Job Summary:
Arena Club is pioneering the collectibles domain with a fully digital marketplace for sports cards and memorabilia. They are seeking a Senior Data Engineer to build and maintain reliable data pipelines, improve data quality, and integrate data to enhance strategic decision-making and operational performance.
Responsibilities:
• Maintain and optimize inbound and outbound ETL pipelines built on AWS Glue (Python Shell & Spark ETL)
• Manage Redshift cluster performance across various schemas
• Own integrations with SaaS data sources via AppFlow and direct connectors
• Operate outbound distribution pipelines to external vendors
• Manage infrastructure, alerting, and migration state tracking
• Lead the migration from ad-hoc SQL scripts to a Bronze/Silver/Gold medallion architecture with dbt as the transformation layer
• Design and implement dimensional models, i.e., fact tables and dimensions
• Build the Silver staging layer
• Architect the real-time CDC pipeline
• Implement data contracts and governance at the Silver layer to insulate downstream consumers from source changes
• Implement a hot/cold storage strategy via Redshift Spectrum
• Build the Unified Access Layer
• Design and automate Glue jobs
• Configure S3 lifecycle policies for progressive cost reduction
Qualifications:
Required:
• 5+ years in data engineering with production pipeline ownership (not just analytics or BI)
• Deep AWS experience: Glue (both Python Shell and Spark ETL), Redshift, S3, IAM, EventBridge, Lambda, AppFlow
• Strong SQL: complex joins, window functions, MERGE/UPSERT patterns, Redshift-specific optimization (sort keys, dist keys, VACUUM/ANALYZE)
• Python fluency: boto3, data processing libraries, writing production Glue scripts (not just notebooks)

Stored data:
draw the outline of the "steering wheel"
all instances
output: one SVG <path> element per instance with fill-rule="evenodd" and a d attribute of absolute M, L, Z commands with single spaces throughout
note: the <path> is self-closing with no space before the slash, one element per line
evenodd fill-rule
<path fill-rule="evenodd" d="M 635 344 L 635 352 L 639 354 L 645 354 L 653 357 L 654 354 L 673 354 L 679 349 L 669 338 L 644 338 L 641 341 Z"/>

Task prompt:
Can you pick up the Senior Data Engineer job posting above from its final line and continue it?

Reply to the task:
• Dimensional modeling: star schemas, fact/dimension design, SCD Type 1 and Type 2 implementation
• dbt: hands-on experience building and maintaining staging, intermediate, and mart models with tests and documentation
• Data warehouse operations: schema migration, incremental loads, backfill strategies, monitoring, and alerting
• Hands-on experience using AI tools (Claude or Cursor preferred; other agentic tools welcome) to ship code, build agents, and automate workflows
Preferred:
• Redshift Spectrum: experience with external schemas, Parquet/Hive partitioning, and unified hot/cold querying
• CDC / streaming: Postgres WAL, Debezium, EventBridge, or similar change data capture pipelines
• Data Mesh concepts: domain-oriented ownership, data-as-a-product thinking, federated governance
• AppFlow & SaaS integrations: configuring and troubleshooting managed connectors for Stripe, Zendesk, Mixpanel, etc.
• Cost optimization: right-sizing Glue jobs (Python Shell vs. Spark), Redshift concurrency scaling, S3 lifecycle policies
• Vendor distribution: building outbound API sync jobs with rate limiting, SFTP transfers, webhook delivery
• Familiarity with marketplace or e-commerce data (orders, payments, attribution, promo codes)
• Experience with Mixpanel, Customer.io, or Singular data exports and event schemas
• Prior experience migrating from monolithic ETL to medallion or lakehouse architectures
• Exposure to data governance tooling: data catalogs, lineage tracking, quality frameworks (e.g., Great Expectations, dbt tests)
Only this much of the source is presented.